Italian politician and law professor

Luigi Miraglia (31 May 1846 – 23 September 1903) was a university law professor who served between 1895 and 1897 as rector of the University of Naples. During his final years he made the switch to national politics, appointed to the Italian Senate on 14 June 1900. He also served as Mayor of Naples between 30 November 1901 and his death.

== Biography ==
Luigi Miraglia was born at the extreme south of the Italian Peninsula in Reggio Calabria. His elder brother, Giuseppe Miraglia (1834–1896), would also become a senator.

He was still only 20 when he graduated from the University of Naples with a law degree. On 22 October 1874, having won a public competition for the post, he started work as Professor of Law, political economy and Statistics at the "Scuola superiore di agricoltura di Portici" (agricultural college) which had recently been created in the old Palace of Portici, along the coast near the site of Herculaneum, to the south-east of the city. One and a half years later, he transferred to the University of Naples, installed on 15 March 1876 as Professor in charge of Pedagogy. He accepted a full professorship of philosophy on 14 March 1902, retaining his teaching chair for the rest of his life. Within the philosophy department, he taught Jurisprudence. A succession of promotions on the administrative side accompanied his academic responsibilities. He was appointed University Dean in 1884 and University Rector on 8 October 1895.

=== Problem details ===
In the text about Luigi Miraglia, on what date was he appointed to the Italian Senate?

=== Recorded information ===
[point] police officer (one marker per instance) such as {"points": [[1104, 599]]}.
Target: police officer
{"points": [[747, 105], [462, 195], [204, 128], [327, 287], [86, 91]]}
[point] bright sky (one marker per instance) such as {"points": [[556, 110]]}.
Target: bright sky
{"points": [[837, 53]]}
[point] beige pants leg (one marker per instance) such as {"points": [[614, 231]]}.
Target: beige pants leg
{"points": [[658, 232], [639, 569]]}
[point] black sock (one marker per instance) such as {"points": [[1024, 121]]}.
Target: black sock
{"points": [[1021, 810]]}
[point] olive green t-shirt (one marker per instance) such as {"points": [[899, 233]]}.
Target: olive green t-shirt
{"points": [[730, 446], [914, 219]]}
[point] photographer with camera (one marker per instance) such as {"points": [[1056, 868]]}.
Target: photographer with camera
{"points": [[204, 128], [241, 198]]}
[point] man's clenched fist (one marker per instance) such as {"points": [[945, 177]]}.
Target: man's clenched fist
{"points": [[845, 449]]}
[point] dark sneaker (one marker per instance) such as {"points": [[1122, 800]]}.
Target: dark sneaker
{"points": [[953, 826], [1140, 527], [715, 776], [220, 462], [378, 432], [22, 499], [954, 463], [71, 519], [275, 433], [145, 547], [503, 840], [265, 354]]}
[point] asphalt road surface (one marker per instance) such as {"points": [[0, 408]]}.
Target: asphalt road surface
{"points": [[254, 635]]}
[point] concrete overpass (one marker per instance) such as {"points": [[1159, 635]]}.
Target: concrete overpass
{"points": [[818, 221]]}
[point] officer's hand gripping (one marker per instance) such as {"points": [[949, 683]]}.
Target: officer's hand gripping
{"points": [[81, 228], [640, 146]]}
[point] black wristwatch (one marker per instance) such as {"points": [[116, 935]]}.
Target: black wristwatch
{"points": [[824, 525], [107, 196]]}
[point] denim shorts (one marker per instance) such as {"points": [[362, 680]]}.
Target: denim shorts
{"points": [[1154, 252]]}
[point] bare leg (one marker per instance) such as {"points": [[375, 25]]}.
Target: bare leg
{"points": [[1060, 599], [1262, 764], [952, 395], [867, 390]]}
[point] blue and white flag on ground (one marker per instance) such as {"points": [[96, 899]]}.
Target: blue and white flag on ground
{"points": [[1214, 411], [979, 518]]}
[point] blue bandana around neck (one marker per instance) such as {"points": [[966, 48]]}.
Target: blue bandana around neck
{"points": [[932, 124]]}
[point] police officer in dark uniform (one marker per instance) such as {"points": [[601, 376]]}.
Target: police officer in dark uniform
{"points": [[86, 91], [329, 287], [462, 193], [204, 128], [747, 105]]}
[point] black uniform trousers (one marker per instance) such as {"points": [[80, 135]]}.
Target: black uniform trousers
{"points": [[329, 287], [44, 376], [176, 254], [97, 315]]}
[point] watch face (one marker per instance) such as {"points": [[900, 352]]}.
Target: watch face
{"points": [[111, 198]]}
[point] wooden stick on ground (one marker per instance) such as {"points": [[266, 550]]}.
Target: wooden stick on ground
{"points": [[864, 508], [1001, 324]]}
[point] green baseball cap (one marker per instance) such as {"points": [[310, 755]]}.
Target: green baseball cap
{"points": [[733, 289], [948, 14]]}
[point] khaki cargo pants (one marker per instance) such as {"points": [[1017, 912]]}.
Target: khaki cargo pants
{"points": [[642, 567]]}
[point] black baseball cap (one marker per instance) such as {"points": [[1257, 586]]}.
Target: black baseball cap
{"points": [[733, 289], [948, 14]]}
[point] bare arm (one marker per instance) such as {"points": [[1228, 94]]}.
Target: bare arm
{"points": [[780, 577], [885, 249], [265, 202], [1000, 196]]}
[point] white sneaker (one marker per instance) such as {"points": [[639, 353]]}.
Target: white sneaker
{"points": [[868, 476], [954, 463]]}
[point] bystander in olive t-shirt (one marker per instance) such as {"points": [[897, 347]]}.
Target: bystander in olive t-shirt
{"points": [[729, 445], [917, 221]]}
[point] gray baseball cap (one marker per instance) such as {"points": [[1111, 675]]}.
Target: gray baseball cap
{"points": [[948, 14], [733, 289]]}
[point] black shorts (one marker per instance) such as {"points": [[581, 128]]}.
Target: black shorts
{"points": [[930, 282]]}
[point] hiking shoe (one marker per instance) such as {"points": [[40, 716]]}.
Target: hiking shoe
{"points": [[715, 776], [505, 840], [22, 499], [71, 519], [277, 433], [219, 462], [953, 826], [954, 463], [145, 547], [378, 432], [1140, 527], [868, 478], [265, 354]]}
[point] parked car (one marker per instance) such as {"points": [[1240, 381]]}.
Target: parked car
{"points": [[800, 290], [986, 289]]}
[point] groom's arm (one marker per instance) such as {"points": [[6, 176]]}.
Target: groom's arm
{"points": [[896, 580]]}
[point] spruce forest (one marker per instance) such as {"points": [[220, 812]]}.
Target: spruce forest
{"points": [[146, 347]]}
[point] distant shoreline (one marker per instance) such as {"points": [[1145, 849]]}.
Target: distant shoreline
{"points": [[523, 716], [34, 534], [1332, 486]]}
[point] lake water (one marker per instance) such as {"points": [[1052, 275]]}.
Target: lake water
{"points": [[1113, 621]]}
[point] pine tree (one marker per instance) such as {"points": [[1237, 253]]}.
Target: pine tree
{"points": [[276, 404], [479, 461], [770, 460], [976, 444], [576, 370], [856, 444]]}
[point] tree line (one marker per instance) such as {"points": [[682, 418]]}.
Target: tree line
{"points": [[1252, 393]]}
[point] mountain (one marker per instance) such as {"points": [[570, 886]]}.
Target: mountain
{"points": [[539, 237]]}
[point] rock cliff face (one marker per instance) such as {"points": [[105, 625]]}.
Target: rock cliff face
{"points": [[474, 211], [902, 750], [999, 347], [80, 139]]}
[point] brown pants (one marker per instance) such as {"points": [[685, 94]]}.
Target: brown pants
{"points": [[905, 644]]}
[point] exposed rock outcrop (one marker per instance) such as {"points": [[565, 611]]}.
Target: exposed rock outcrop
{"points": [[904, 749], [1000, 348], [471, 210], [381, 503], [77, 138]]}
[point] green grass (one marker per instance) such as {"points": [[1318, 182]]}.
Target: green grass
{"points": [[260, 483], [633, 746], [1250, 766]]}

=== Solution ===
14 June 1900